TASK TO COMPLETE:
Search the material below for the word "then". Copy every line that has it.

EXCERPTED RECORDS Start Marker

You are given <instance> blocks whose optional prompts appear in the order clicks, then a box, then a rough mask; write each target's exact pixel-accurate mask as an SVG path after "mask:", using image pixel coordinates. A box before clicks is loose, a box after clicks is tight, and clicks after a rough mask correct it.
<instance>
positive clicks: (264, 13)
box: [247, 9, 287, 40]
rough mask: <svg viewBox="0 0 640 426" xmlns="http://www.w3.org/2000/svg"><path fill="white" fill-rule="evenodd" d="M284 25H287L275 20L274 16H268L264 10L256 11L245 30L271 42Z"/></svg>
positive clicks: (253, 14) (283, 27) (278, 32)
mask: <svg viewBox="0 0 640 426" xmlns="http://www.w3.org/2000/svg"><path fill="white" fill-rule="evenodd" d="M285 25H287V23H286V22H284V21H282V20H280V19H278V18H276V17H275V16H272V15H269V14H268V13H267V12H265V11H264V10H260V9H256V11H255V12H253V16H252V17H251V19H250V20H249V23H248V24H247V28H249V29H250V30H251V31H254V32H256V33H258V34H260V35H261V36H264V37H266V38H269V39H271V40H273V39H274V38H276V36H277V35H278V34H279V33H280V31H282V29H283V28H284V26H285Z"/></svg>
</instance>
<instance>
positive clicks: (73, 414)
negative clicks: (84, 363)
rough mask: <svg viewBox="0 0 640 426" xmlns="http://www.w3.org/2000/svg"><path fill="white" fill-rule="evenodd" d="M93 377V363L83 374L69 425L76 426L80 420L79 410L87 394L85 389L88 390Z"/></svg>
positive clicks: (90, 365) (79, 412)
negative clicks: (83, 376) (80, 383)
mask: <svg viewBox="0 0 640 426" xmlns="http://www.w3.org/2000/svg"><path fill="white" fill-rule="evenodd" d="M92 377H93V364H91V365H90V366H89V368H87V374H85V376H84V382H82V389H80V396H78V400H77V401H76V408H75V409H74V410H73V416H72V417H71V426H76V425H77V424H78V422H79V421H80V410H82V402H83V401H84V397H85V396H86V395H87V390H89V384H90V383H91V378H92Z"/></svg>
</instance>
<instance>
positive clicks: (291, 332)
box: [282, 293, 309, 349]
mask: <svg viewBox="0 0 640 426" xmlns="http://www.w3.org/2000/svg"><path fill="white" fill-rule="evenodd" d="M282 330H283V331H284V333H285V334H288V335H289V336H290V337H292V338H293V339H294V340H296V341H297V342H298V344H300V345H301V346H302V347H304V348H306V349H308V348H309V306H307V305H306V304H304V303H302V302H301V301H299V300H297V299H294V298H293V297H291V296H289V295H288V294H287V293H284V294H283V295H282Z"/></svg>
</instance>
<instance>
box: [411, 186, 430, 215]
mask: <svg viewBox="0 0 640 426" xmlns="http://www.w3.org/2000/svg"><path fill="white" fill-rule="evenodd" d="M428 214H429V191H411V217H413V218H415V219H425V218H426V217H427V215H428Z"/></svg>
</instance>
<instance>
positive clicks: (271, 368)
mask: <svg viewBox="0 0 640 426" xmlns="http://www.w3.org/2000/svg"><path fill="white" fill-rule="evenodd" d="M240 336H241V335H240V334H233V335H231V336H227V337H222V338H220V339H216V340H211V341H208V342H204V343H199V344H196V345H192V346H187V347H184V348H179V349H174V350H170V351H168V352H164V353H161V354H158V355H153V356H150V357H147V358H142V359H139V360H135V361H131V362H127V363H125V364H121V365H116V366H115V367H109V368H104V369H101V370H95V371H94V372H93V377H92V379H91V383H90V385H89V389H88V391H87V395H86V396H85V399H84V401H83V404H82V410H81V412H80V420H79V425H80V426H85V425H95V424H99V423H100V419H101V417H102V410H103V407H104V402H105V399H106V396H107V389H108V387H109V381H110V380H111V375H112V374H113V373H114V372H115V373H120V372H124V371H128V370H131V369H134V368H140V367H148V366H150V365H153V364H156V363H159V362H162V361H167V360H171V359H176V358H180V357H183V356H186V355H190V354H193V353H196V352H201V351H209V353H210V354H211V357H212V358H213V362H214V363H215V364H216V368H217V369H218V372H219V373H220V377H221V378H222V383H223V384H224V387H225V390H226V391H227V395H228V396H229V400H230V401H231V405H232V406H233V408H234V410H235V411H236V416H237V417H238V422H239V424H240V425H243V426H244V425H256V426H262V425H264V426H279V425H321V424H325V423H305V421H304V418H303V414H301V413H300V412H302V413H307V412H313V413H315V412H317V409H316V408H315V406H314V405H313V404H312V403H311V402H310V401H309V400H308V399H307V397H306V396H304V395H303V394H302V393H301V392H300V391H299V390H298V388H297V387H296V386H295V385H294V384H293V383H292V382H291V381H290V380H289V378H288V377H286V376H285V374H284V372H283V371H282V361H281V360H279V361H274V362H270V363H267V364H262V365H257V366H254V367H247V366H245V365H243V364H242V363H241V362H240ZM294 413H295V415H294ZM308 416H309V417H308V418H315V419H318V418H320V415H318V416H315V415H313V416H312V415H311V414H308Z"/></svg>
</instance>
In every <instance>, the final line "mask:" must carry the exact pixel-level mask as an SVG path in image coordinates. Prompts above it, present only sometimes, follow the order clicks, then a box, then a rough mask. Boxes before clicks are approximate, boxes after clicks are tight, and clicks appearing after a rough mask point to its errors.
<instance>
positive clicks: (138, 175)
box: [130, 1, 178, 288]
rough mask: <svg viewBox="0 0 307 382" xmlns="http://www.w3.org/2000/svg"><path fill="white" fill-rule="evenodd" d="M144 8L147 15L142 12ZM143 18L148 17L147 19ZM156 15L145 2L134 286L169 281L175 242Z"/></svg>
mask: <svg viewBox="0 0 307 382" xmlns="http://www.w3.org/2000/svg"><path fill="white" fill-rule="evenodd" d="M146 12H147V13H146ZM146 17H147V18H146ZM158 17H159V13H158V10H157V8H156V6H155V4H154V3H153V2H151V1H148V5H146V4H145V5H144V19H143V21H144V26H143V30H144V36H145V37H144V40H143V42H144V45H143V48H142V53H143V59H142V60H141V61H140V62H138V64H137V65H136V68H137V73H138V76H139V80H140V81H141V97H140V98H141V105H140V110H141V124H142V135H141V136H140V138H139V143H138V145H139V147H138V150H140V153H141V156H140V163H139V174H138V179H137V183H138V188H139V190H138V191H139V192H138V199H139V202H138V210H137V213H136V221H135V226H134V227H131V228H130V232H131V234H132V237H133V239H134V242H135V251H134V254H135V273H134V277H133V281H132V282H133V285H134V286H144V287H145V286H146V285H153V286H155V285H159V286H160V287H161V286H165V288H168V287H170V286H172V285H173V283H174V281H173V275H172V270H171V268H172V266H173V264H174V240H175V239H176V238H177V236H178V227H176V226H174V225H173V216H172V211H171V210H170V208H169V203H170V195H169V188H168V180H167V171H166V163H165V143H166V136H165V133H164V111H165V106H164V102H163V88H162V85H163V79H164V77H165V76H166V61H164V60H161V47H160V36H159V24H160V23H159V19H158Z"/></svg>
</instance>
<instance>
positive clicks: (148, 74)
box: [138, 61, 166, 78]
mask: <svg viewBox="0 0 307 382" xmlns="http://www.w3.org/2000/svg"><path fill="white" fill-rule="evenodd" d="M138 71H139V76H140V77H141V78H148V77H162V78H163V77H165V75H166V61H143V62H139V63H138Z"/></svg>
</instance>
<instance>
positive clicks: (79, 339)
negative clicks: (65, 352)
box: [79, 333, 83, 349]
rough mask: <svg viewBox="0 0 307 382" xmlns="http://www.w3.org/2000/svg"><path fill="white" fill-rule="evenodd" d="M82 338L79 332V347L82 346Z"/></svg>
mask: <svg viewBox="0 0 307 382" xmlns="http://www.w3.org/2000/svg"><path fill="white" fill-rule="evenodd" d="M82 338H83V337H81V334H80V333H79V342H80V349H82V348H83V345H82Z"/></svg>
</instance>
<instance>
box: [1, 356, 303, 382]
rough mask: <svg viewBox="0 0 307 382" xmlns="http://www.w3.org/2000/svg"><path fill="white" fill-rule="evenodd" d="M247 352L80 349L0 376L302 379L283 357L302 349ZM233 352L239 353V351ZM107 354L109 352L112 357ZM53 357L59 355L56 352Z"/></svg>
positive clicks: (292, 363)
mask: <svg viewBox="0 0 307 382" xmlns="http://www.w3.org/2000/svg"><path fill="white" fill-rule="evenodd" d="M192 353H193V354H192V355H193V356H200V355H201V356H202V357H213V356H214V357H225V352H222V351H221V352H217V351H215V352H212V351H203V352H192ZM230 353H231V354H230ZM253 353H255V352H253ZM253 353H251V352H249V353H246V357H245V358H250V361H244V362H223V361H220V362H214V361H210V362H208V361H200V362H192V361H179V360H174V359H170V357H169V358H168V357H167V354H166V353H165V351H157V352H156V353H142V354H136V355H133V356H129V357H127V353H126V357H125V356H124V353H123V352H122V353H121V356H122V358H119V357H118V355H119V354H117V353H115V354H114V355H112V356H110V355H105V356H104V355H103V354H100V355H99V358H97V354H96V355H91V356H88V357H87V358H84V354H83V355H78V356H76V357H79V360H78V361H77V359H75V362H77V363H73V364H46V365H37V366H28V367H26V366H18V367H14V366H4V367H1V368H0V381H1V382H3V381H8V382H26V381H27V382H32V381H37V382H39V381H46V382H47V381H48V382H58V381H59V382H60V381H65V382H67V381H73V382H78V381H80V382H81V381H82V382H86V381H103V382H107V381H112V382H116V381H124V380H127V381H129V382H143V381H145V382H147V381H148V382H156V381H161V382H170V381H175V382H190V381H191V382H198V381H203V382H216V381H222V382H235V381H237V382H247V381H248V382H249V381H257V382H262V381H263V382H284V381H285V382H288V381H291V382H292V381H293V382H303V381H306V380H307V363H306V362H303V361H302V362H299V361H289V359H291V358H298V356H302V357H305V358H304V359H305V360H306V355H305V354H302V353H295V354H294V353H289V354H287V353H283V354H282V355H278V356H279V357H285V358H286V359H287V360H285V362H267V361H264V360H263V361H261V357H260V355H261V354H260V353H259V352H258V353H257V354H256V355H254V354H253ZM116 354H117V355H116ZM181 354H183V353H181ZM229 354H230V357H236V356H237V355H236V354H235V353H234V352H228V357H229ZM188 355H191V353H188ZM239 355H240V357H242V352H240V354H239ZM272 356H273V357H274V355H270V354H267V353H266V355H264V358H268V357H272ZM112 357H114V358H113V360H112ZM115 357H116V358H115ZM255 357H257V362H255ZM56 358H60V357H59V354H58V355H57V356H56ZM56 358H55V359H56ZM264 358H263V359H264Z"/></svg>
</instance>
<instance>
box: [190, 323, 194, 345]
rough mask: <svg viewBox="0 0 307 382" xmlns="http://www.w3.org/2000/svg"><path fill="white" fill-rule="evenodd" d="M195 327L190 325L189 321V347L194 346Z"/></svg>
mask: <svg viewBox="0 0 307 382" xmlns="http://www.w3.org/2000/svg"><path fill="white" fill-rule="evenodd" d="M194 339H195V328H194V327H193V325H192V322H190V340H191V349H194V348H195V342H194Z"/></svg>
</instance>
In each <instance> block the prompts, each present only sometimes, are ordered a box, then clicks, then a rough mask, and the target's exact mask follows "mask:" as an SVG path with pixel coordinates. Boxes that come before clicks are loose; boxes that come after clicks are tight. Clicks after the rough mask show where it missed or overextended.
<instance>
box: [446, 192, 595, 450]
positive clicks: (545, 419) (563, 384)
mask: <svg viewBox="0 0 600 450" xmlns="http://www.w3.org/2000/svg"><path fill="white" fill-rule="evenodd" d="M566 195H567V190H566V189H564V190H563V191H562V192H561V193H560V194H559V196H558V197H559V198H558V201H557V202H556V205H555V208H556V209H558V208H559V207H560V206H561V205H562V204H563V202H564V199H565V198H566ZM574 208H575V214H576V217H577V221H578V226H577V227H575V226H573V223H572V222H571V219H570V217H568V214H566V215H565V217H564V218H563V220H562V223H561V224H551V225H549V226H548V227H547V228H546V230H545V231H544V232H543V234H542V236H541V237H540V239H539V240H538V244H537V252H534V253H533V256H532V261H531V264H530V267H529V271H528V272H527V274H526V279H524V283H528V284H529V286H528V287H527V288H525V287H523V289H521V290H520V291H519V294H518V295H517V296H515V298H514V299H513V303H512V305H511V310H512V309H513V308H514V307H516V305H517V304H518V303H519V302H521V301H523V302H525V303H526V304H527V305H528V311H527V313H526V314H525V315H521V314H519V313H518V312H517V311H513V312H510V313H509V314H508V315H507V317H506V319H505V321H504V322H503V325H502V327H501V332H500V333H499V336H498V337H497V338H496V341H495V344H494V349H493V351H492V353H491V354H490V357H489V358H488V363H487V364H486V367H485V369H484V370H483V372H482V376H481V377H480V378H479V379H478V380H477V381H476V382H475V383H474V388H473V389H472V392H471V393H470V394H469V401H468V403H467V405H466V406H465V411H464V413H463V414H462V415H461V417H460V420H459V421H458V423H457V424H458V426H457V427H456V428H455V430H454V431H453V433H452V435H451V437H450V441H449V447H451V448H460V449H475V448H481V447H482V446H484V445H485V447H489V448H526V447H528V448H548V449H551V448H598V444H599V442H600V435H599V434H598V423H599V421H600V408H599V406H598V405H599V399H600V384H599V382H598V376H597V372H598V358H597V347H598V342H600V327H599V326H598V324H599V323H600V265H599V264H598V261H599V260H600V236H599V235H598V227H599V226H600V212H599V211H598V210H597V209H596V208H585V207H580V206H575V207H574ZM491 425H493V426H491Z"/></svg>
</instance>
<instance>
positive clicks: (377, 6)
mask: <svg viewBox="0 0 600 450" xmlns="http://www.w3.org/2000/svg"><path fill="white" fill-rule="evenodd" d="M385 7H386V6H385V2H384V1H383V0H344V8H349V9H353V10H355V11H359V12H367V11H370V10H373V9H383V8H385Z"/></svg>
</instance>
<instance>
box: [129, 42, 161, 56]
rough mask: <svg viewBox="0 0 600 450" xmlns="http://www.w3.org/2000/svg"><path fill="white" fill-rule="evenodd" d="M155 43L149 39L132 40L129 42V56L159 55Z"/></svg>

EXCERPTED RECORDS End Marker

THE COMPLETED TASK:
You are given <instance> blocks whose optional prompts appear in the order clicks, then a box, then a rough mask; write each target's exact pixel-accurate mask as an SVG path after "mask:", using image pixel coordinates. A box before clicks is loose, a box after clicks is tight, and clicks after a rough mask correct it.
In every <instance>, the final line "mask:" must carry the exact pixel-level mask as an SVG path in image coordinates. Prompts above it, present only sometimes, follow the order clicks, then a box, then a rough mask. Boxes before clicks are approximate, boxes after clicks are tight, and clicks appearing after a rough mask point to its errors.
In each <instance> block the prompts, each present only sometimes, are ordered a box, then clicks, then a rough mask, and the target's exact mask follows "mask:" as an SVG path with pixel coordinates. Boxes that come before clicks are loose; boxes that come after clicks are tight. Clicks after the rough mask show where it missed or overextended.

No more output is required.